Task details
Answer these questions from the article on abortion travel distances in South Carolina:
1. What was the vote in the Supreme Court decision that overturned Roe v. Wade?
2. In which journal was the study published?
3. How many abortion clinics does South Carolina currently have?
(Given passage Opens)
How far from SC to travel for an abortion if state bans it after Roe v. Wade ruling, study shows

The State· Joshua Boucher/online@thestate.com

With the Supreme Court overturning Roe v. Wade, women in South Carolina might soon need to travel hundreds of miles more for an abortion, a recent study shows.

The U.S. Supreme Court, in a 6-3 decision, overturned Roe v Wade — the 1973 landmark decision that granted a right to abortion. The decision comes more than a month after a draft opinion was leaked.

According to a study published in the reproductive health journal Contraception, many states like South Carolina are at high risk of banning abortion with the overturn of Roe v. Wade, meaning many women in those states would need to travel much farther to find a clinic.

The study shows that a woman in South Carolina would need to travel an average of 267 miles to reach the nearest abortion clinic if the state bans or severely limits the procedure. That’s far more than the average 30 miles a woman in South Carolina currently needs to travel to reach the existing three clinics in the state, the study adds.
(Given passage Closes)
(Material supplied Opens)
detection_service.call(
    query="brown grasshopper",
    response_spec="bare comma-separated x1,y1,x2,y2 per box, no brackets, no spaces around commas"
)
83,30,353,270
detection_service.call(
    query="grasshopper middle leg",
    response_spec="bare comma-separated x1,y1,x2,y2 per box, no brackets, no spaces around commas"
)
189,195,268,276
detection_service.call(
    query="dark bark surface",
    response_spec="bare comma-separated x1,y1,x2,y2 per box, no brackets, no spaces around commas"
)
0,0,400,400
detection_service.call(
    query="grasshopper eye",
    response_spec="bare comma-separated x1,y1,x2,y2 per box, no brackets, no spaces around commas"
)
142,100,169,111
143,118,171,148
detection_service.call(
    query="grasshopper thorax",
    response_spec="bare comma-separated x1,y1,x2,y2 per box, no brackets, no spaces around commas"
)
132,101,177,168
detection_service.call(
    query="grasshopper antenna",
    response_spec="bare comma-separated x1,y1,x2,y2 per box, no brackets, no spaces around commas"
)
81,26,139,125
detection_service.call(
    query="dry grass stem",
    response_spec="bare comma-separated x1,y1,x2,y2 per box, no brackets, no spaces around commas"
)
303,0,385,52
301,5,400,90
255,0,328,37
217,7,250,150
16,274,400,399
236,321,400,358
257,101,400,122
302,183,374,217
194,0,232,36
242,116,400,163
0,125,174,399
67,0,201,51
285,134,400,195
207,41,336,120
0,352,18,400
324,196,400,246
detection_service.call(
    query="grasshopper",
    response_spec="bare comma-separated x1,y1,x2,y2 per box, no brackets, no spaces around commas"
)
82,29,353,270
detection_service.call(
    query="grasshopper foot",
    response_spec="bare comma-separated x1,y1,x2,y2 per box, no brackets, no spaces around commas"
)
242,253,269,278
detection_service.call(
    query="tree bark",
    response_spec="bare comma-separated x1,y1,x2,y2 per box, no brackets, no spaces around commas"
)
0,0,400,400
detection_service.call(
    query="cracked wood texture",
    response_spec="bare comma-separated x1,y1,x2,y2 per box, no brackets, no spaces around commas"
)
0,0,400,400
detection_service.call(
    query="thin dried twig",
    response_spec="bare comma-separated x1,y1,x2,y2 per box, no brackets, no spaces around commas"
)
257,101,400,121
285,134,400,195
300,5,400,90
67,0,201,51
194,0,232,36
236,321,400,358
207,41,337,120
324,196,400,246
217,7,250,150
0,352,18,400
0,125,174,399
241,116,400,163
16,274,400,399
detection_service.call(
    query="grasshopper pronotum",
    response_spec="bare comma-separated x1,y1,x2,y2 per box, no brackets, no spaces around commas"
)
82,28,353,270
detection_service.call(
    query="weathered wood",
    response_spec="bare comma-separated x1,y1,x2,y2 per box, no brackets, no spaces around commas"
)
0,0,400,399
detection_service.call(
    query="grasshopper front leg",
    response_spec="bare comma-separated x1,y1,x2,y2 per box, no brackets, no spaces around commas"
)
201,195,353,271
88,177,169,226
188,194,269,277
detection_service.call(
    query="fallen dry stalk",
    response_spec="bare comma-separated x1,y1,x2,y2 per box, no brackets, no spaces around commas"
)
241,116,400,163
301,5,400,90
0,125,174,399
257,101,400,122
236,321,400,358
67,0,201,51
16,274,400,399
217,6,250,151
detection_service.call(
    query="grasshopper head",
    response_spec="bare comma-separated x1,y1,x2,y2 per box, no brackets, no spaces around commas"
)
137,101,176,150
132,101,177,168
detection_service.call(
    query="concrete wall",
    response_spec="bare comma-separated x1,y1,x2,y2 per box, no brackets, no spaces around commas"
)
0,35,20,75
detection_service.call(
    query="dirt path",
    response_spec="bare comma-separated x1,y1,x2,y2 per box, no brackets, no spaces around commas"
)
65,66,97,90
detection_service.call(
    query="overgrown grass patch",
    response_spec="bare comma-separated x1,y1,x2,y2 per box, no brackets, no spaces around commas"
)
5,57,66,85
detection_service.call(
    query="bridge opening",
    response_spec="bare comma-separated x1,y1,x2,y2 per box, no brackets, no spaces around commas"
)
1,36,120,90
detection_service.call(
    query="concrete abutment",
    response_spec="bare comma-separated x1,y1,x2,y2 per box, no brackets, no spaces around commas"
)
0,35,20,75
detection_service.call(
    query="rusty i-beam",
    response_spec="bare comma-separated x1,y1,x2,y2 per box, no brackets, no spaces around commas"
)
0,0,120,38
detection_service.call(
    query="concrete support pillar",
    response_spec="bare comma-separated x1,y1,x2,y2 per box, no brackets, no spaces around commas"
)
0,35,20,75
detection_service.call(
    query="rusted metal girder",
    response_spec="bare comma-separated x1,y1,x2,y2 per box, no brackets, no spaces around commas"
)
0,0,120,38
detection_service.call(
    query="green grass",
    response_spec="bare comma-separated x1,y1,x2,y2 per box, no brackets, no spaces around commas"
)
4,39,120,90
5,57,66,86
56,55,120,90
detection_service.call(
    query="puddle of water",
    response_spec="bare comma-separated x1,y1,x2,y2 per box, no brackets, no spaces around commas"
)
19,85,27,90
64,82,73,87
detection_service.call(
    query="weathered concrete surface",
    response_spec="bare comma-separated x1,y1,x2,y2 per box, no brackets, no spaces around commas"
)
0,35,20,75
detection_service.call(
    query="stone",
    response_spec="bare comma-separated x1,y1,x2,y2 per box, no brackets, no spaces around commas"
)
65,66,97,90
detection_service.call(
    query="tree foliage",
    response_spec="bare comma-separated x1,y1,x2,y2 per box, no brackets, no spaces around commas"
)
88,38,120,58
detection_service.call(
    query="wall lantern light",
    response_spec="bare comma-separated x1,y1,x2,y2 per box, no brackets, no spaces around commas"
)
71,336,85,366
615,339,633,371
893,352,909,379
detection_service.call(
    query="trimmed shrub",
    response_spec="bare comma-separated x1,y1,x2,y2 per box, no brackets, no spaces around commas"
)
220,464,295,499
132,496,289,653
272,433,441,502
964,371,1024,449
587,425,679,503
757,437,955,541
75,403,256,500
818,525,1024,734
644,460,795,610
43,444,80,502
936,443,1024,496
(Material supplied Closes)
Answer for the task
1. 6-3
2. Contraception
3. Three